◆ **Brano proposto**:
Creato il 24 settembre 2012 da Albertocapece

La Regione fa l’uomo ladroLicia Satirico per il Simplicissimus

Negli ultimi giorni, due fugaci puntate del Laziogate hanno rivelato molto più di una semplice faccia bronzea: siamo di fronte a un’inconsapevolezza simulata e rapinosa, a un sistema partitico ormai incapace di distinguere tra privato e pubblico, ad organi politici privi di difese immunitarie per la sindrome da Pdl acquisito.

◆ **Domande**:
1. Riformula in modo più conciso il paragrafo del brano che comincia con "Negli ultimi giorni", mantenendone i fatti principali.
2. Trascrivi parola per parola la parte del brano che va da "Creato il 24" fino a "da Pdl acquisito." compreso.
Per svolgere il lavoro non occorre consultare i dati.

◆ **Dati forniti**:
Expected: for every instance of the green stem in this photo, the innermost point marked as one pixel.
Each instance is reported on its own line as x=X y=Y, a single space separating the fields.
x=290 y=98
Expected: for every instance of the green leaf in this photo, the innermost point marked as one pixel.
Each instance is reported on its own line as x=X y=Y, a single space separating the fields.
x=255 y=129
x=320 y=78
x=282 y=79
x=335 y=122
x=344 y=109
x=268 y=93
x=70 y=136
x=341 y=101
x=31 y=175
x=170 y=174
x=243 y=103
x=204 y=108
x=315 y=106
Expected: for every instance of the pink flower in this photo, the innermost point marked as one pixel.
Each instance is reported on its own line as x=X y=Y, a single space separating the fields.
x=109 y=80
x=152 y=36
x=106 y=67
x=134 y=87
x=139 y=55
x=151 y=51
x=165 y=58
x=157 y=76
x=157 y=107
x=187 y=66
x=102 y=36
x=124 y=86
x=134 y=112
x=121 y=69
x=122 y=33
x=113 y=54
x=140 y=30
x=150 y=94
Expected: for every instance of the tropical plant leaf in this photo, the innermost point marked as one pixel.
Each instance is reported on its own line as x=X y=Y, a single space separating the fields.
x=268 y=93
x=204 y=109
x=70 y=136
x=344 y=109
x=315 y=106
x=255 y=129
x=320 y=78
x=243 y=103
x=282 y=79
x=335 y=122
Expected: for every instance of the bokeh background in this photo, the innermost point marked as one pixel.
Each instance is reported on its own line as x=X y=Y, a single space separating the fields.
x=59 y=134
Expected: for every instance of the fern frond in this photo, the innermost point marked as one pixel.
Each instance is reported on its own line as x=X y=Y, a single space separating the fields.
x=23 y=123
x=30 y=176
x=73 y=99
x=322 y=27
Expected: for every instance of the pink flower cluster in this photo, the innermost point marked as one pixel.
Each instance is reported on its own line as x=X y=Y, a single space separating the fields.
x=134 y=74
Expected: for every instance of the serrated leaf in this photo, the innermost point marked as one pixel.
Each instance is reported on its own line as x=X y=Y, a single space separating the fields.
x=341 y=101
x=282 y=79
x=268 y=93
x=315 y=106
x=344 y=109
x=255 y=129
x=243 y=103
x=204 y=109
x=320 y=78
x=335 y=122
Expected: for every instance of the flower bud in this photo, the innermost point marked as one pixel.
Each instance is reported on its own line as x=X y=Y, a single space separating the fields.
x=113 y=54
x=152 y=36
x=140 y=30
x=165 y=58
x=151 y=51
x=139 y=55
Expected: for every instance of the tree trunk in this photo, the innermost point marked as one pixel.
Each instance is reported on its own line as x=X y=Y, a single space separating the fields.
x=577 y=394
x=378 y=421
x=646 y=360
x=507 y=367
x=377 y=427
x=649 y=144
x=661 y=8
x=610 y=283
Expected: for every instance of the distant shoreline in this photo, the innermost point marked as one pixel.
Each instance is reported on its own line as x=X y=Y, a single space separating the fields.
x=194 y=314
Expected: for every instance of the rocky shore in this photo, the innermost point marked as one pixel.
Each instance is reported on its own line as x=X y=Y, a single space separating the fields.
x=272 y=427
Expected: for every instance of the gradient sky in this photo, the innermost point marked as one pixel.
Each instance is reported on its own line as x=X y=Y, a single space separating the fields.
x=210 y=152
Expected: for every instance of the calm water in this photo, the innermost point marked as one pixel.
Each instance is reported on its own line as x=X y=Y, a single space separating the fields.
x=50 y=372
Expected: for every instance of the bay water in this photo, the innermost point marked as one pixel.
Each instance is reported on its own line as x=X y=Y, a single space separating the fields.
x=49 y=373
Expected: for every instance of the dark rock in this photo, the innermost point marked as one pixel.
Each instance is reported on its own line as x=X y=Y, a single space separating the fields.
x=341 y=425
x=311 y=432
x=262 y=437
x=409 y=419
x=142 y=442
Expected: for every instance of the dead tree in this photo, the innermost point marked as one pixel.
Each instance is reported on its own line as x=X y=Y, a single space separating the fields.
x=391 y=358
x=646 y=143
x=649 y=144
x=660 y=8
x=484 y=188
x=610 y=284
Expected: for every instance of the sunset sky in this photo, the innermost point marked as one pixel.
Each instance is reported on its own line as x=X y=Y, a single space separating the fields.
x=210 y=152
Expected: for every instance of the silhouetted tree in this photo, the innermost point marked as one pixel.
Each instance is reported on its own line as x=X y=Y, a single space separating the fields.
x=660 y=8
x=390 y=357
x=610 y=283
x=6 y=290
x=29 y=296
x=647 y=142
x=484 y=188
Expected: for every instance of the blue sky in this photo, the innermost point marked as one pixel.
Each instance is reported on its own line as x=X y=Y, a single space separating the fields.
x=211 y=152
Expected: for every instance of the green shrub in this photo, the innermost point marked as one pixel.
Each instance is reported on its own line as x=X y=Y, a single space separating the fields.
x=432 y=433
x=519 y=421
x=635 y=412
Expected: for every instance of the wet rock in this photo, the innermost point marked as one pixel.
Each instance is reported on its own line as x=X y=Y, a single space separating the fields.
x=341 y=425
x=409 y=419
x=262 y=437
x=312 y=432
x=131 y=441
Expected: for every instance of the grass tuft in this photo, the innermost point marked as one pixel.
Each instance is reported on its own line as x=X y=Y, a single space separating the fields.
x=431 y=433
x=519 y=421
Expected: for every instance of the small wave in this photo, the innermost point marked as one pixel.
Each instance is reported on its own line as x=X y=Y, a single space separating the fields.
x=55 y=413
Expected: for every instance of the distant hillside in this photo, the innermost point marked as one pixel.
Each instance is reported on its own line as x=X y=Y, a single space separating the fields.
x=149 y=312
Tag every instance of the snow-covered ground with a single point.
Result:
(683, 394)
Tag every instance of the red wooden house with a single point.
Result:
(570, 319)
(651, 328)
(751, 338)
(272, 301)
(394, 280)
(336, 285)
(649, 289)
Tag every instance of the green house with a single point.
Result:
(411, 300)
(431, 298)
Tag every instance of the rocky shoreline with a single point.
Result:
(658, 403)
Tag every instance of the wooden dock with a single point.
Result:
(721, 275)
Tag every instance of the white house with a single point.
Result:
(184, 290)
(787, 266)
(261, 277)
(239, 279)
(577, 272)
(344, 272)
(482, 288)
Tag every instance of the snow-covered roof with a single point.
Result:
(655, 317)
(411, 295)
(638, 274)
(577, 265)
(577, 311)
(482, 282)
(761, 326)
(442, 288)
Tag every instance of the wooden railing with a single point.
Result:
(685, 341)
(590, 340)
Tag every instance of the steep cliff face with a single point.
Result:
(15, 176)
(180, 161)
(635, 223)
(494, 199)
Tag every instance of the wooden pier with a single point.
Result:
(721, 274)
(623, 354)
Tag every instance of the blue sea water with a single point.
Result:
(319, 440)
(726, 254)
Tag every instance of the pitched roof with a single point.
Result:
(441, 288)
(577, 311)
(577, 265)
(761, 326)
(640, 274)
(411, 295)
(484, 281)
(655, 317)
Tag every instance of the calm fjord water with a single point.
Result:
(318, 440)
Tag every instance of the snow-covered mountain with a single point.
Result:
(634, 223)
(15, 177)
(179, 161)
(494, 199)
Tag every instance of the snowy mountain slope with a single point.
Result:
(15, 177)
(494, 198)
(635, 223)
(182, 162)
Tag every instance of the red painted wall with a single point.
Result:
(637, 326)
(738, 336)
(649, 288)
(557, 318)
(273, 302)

◆ **Risposte in ordine**:
1. Due brevi puntate del Laziogate hanno mostrato più della semplice sfrontatezza. Rivelano un'inconsapevolezza simulata e rapinosa e un sistema dei partiti che non sa più distinguere tra privato e pubblico. Mostrano anche organi politici senza difese immunitarie a causa della "sindrome da Pdl acquisito".

2.
Creato il 24 settembre 2012 da Albertocapece

La Regione fa l’uomo ladroLicia Satirico per il Simplicissimus

Negli ultimi giorni, due fugaci puntate del Laziogate hanno rivelato molto più di una semplice faccia bronzea: siamo di fronte a un’inconsapevolezza simulata e rapinosa, a un sistema partitico ormai incapace di distinguere tra privato e pubblico, ad organi politici privi di difese immunitarie per la sindrome da Pdl acquisito.